[Exercise]
Return exactly the span of lines that opens with the line containing "If you could place a marker on the cluster" and closes with the last line of the data, inclusive.

## begin Material to process

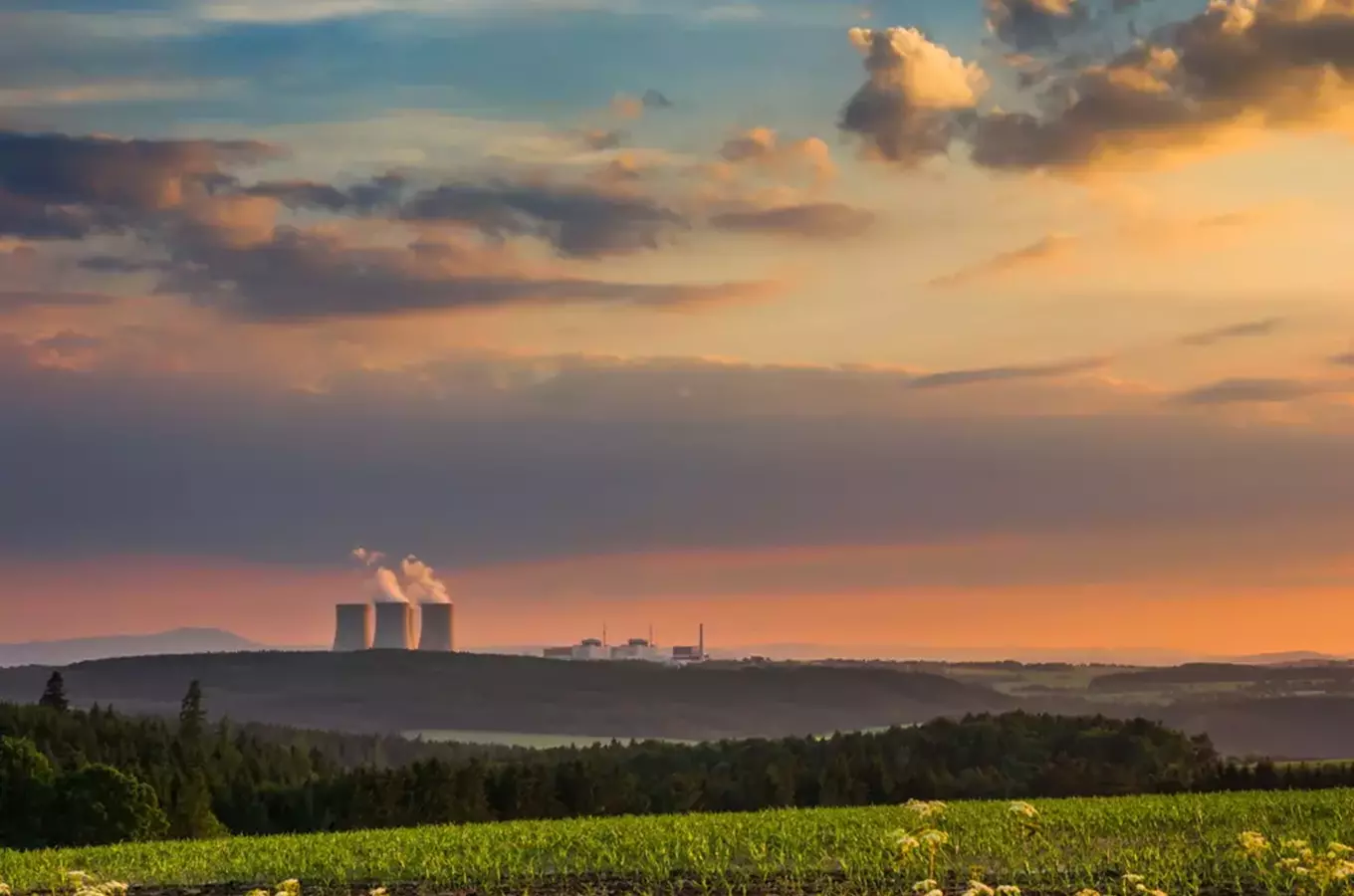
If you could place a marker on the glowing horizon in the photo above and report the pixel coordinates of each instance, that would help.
(986, 325)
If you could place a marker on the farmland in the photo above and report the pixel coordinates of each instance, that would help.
(1184, 845)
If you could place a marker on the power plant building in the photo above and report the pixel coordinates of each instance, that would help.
(436, 627)
(352, 627)
(394, 627)
(635, 648)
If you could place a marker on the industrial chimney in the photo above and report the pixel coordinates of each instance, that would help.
(352, 627)
(394, 625)
(436, 633)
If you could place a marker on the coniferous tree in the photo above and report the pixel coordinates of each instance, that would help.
(192, 718)
(26, 791)
(55, 695)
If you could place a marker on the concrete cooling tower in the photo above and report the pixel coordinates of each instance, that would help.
(352, 627)
(436, 627)
(394, 627)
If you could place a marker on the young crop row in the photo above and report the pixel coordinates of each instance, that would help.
(1178, 845)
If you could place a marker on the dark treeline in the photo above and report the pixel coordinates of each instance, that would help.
(190, 779)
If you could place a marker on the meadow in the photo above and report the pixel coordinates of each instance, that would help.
(1184, 845)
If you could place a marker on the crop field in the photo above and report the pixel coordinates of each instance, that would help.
(1128, 846)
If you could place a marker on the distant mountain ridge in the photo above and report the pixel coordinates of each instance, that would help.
(78, 650)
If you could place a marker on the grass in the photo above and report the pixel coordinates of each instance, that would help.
(1185, 845)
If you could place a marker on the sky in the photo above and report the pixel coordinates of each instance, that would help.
(1000, 328)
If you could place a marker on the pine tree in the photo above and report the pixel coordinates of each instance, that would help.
(55, 695)
(192, 718)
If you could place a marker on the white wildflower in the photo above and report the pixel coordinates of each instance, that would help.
(932, 838)
(925, 808)
(906, 840)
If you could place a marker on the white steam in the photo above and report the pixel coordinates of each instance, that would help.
(414, 582)
(421, 583)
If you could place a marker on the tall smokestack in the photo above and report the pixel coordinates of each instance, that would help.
(394, 627)
(352, 627)
(436, 633)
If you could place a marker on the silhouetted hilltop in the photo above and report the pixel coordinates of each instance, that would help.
(397, 691)
(180, 640)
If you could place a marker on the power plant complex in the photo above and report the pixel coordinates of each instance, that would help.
(635, 648)
(395, 627)
(412, 605)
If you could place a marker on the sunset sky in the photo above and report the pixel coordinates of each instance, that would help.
(970, 327)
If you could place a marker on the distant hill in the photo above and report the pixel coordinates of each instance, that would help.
(1290, 658)
(180, 640)
(399, 691)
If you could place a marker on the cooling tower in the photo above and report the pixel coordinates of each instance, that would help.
(436, 627)
(394, 627)
(352, 627)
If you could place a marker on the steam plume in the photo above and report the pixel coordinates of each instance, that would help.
(387, 587)
(367, 558)
(414, 582)
(421, 583)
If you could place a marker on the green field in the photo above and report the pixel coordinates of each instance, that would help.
(1182, 845)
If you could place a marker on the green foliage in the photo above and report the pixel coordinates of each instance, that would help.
(98, 804)
(27, 783)
(191, 815)
(1185, 845)
(217, 779)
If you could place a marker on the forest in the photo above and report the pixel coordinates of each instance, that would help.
(85, 778)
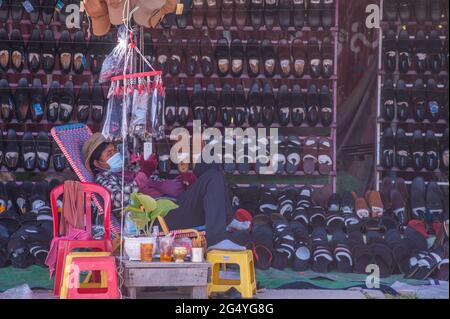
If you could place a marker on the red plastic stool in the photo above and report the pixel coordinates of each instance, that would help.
(105, 264)
(65, 247)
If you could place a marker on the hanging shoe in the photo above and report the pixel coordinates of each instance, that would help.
(207, 55)
(223, 57)
(312, 106)
(22, 100)
(83, 102)
(52, 101)
(268, 105)
(315, 61)
(66, 102)
(237, 57)
(48, 51)
(79, 53)
(59, 160)
(43, 148)
(6, 100)
(211, 105)
(388, 142)
(283, 105)
(253, 55)
(239, 106)
(388, 96)
(193, 56)
(418, 97)
(183, 105)
(269, 58)
(17, 51)
(326, 106)
(403, 101)
(98, 102)
(401, 150)
(284, 58)
(34, 51)
(256, 13)
(417, 150)
(254, 105)
(298, 105)
(37, 101)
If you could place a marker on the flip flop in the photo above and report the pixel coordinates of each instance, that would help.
(324, 156)
(310, 157)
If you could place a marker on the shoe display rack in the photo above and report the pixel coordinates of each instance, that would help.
(251, 57)
(48, 77)
(412, 107)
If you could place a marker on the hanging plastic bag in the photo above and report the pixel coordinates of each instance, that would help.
(114, 62)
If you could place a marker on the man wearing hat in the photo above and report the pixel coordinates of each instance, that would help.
(202, 196)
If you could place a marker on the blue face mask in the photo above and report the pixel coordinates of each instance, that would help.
(115, 163)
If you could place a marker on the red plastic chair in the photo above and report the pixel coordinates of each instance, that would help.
(67, 246)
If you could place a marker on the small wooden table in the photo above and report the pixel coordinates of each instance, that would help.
(185, 276)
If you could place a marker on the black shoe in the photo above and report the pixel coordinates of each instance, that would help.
(43, 148)
(270, 12)
(283, 105)
(388, 148)
(237, 57)
(83, 103)
(48, 51)
(17, 51)
(256, 13)
(417, 150)
(421, 48)
(226, 105)
(239, 105)
(388, 100)
(170, 105)
(199, 103)
(404, 52)
(79, 53)
(401, 149)
(59, 160)
(22, 100)
(67, 102)
(223, 57)
(418, 97)
(211, 105)
(403, 101)
(326, 106)
(65, 49)
(298, 105)
(315, 61)
(435, 45)
(431, 151)
(312, 106)
(183, 105)
(390, 51)
(269, 58)
(34, 51)
(98, 103)
(28, 151)
(253, 55)
(254, 101)
(48, 10)
(37, 101)
(6, 100)
(5, 55)
(53, 101)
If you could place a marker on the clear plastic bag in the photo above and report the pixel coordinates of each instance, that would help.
(114, 62)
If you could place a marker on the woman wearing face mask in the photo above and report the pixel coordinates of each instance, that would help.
(202, 197)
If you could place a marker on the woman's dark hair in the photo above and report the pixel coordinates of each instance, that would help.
(97, 153)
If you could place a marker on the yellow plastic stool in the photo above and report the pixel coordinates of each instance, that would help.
(246, 284)
(66, 273)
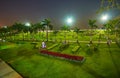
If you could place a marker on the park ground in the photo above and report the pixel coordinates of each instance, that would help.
(24, 58)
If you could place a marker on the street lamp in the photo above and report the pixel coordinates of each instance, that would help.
(27, 24)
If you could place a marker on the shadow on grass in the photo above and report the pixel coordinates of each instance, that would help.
(116, 67)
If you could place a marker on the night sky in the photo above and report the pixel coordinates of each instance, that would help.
(57, 11)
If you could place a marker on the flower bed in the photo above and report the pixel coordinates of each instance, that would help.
(65, 56)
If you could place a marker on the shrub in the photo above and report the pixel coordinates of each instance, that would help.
(75, 48)
(65, 56)
(63, 46)
(52, 46)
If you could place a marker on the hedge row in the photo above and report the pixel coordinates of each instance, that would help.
(52, 46)
(65, 56)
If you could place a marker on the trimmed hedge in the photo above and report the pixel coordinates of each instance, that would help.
(65, 56)
(75, 48)
(52, 46)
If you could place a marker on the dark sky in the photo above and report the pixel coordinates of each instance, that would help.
(56, 10)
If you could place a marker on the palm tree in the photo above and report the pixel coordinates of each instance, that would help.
(46, 23)
(92, 26)
(55, 33)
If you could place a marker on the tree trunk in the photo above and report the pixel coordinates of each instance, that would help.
(47, 33)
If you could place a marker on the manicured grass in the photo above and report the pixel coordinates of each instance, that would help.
(26, 60)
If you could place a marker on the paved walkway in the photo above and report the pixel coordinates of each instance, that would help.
(7, 72)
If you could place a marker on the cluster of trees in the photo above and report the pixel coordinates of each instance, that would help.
(22, 28)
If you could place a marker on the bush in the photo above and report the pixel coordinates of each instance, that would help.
(75, 48)
(63, 46)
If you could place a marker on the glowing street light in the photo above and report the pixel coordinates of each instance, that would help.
(69, 21)
(27, 24)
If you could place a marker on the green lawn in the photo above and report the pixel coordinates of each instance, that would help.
(27, 60)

## end Material to process

[Written reply]
If you could place a marker on the cluster of trees in the photo above and report the pixel coordinates of each instance, that would help.
(22, 28)
If you could place a marker on the bush in the photo above and report the pixel coordinates of each instance, that would help.
(75, 48)
(63, 46)
If you could place a marker on the glowing street light in the photo above and report the pixel coordinates of each instance, that would help.
(69, 21)
(27, 24)
If you could place a marker on the green lawn in the photo above and report the pixel coordinates of each instance, that would help.
(27, 60)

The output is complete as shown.